Make an exact copy of the records, and keep the pictures out of it.

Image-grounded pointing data
******************************

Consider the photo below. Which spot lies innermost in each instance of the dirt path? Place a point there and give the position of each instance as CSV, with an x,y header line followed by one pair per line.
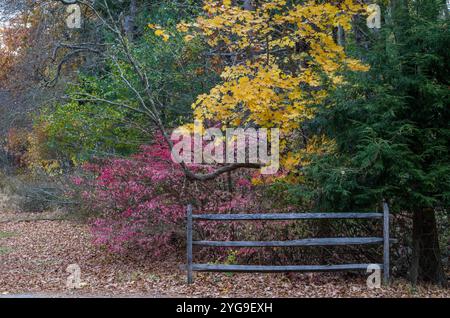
x,y
34,255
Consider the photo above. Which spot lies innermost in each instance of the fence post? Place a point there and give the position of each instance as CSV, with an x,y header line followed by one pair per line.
x,y
189,243
385,242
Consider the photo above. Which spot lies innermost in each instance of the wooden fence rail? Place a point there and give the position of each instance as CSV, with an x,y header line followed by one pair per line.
x,y
336,241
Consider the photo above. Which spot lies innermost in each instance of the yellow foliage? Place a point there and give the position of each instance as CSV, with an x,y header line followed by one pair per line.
x,y
281,56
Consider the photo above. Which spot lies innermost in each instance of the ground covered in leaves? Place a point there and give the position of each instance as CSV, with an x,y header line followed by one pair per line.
x,y
35,251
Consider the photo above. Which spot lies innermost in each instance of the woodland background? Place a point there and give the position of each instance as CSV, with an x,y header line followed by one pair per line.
x,y
85,116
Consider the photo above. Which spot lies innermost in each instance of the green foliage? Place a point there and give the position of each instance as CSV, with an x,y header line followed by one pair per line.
x,y
91,125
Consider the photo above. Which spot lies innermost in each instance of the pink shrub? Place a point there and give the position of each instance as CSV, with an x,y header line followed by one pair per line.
x,y
141,203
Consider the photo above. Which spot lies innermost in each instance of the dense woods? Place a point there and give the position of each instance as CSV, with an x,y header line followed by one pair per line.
x,y
87,112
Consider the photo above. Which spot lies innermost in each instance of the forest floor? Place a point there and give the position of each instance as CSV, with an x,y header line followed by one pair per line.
x,y
35,250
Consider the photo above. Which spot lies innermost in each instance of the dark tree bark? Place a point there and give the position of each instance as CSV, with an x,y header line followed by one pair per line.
x,y
426,262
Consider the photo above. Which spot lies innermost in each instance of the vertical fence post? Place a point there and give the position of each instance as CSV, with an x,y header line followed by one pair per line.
x,y
189,243
385,242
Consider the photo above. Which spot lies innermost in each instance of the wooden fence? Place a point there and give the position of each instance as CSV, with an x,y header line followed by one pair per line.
x,y
301,242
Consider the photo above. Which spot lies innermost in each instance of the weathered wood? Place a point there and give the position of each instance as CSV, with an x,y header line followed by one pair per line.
x,y
303,242
386,242
189,243
271,269
287,216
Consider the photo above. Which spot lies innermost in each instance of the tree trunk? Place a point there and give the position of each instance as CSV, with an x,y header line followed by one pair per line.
x,y
130,20
426,262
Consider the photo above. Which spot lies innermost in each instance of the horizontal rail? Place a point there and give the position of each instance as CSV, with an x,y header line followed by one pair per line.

******************************

:: Exercise response ::
Consider the photo below. Which spot lies innermost in each instance of the dirt path? Place a point there and give the position of each instance as CSV, with an x,y header line followed by one pair per line.
x,y
34,255
Consider the photo above. Which spot lies innermost in each instance of the fence post? Place a point there and give the position of each instance as CSV, with an x,y header line followed by one pair per line.
x,y
189,243
385,242
Consider the photo above. Which spot lies innermost in each instance of the wooden fence rail? Place a point there and give the position of each instance as CSV, with an x,y header line followed by one pair per line.
x,y
336,241
Consider the photo above. Which spot lies innermost in each instance of the yellow foliage? Place a point there and give the position of each instance as CSV, with an x,y header line followed by one pair per line.
x,y
281,56
Consider the photo above. Which spot lies innermost in each instance of the ground covered in leaves? Place a point there and give the position of each instance as CSV, with an x,y header line followed by one pair per line.
x,y
35,251
Consider the photo above. Which spot lies innermost in each instance of the woodland background? Place a point there and give the position of each instance as CSV, with an x,y header line followed by one pair per line.
x,y
85,116
Consider the photo above. Which spot lies innermost in each instance of the green foliage? Place a point there and give the position of each instance as CSV, with an x,y header line followed by one pair per line.
x,y
91,125
Consider the photo above. Which spot lies innermost in each instance of the pink shrub? Place a point there and give the position of each instance as CSV, with an x,y header line followed by one pair per line.
x,y
141,203
Consider the photo above. Which spot lies innermost in each instance of the dense woods? Place a point there and give the position of each instance as CSV, with an x,y header line followed by one pair per line.
x,y
87,112
Consider the photo above. Which spot lies innermost in each instance of the forest floor? Place a point there and give the position of each instance as CSV, with an x,y header line followed by one pair per line.
x,y
35,250
Consider the photo above. Which spot lies innermost in each instance of the dark tree bark? Place a point there and give the position of each instance as CSV, with an x,y header line followed by one pair per line.
x,y
426,262
Consider the photo above. Which spot lies innermost in each instance of the vertical fence post? Place a point there and give the position of each instance as CSV, with an x,y header line followed by one pair per line.
x,y
189,243
385,242
Consider the photo above. Which spot lies innermost in each instance of the wooden fence? Place a point there and give the position of each instance as CSV, with an x,y header line followed by one pair per line.
x,y
301,242
Consider the photo above. Which spot lies innermost in each instance of the weathered wood? Place a point there and give the position of each instance as CSV, with an x,y header line followed by one pair per line.
x,y
303,242
386,242
189,243
271,269
287,216
Consider the photo above. Which spot lies innermost in each instance of the tree trunk? Place a point there and give the position of each instance as CSV, with an x,y header line followed by one pair per line.
x,y
130,20
426,262
Consider the photo above. Which spot lies innermost in each instance of the horizontal rail? Place a point there and give the position of each instance as CSV, with an x,y header line followed by one pair per line.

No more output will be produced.